- [Assigned task A]:
According to the passage on male urinary infections, how long should men's bladder infections be treated?
- [Assigned task B]:
Reproduce the passage on male urinary infections word for word, from "In contrast to" up to and including "bladder and kidneys.".
- [Assigned task C]:
Resume the passage on male urinary infections from the point where it stops.
START Quoted passage
In contrast to female urinary infections, male urinary infections are uncommon because the male urethra presents a stronger barrier against ascending bacteria. However, when bacteria succeed in swimming up to the bladder, they hide inside the prostate and from its sinuses may invade and reinvade the urinary bladder and kidneys.

Like women, when men get urinary bladder infections, they have similar symptoms such as frequency, urgency, and burning. But, unlike women, men’s bladder infections are always secondary to prostate infections and therefore require longer treatments (7-10 days instead of 2-4 days).

Since prostate and bladder infections don’t cause much fever, when men have fever and chills, it indicates that they actually have three infections that have occurred in sequence: prostatitis (prostate infection), which caused the cystitis (bladder infection), which in turn caused the pyelonephritis (kidney infection). In such cases of ascending urinary infections, antibiotic treatments will not normalize the fever before three days and antibiotics should be given for at least two weeks. Because kidneys seldom get infected in normal men, when they do, further investigations become necessary to rule out secondary causes such as kidney stones, scars, anatomical abnormalities, and tumors.
END Quoted passage
START Information
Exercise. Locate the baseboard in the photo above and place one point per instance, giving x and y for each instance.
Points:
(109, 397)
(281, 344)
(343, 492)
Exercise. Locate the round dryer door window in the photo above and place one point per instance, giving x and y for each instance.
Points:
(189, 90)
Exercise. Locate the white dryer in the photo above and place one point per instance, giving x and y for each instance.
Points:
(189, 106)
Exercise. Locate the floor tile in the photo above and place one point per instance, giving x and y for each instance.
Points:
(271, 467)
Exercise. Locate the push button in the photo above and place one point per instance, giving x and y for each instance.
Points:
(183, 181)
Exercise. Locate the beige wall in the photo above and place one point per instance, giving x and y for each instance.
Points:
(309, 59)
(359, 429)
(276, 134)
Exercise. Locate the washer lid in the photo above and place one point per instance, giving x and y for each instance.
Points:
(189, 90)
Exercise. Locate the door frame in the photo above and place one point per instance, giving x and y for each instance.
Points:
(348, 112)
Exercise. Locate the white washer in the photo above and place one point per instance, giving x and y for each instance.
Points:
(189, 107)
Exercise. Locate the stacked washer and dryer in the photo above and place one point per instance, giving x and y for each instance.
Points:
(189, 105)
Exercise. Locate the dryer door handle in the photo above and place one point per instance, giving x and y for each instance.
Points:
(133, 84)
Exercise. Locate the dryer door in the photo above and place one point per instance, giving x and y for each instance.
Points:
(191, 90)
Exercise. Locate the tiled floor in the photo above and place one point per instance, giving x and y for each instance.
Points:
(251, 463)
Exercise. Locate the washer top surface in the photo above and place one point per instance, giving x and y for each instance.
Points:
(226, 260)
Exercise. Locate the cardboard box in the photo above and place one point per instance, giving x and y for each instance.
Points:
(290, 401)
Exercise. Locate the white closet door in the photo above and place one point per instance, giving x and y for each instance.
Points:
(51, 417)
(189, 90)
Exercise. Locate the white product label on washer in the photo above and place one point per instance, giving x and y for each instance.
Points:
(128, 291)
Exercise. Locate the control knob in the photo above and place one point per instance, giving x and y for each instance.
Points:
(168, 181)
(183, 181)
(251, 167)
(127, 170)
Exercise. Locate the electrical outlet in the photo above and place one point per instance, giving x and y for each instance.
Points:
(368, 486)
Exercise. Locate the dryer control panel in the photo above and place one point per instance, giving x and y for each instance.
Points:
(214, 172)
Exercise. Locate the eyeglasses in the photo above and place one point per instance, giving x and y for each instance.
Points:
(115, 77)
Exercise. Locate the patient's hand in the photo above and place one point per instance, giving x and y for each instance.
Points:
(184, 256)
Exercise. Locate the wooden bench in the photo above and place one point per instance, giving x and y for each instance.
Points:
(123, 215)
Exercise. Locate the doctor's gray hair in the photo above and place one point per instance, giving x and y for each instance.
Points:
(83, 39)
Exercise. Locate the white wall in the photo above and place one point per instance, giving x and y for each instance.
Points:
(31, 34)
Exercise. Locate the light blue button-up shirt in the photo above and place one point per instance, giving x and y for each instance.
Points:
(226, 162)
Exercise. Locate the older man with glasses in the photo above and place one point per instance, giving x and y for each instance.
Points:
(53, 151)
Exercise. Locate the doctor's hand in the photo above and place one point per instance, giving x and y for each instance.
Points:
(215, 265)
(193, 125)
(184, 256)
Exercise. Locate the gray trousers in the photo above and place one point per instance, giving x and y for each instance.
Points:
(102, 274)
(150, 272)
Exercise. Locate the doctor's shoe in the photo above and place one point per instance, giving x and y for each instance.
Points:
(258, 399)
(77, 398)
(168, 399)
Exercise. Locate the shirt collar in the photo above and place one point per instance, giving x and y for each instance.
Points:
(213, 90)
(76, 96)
END Information
- [Task result A]:
7-10 days

- [Task result B]:
In contrast to female urinary infections, male urinary infections are uncommon because the male urethra presents a stronger barrier against ascending bacteria. However, when bacteria succeed in swimming up to the bladder, they hide inside the prostate and from its sinuses may invade and reinvade the urinary bladder and kidneys.

- [Task result C]:
Once a prostate gets infected with bacteria, it becomes resistant to antibiotic cure because bacteria can hide deep in the prostate where antibiotics cannot reach. Because of that peculiarity, it is imperative that patients who have had one episode of infection be informed that they are likely to have relapses. Consequently, it is wiser to teach these patients to treat their own infections at the first sign of urinary symptoms such as burning, frequency, urgency, or fever. This strategy would avoid unnecessary delays in therapy and would diminish serious complications.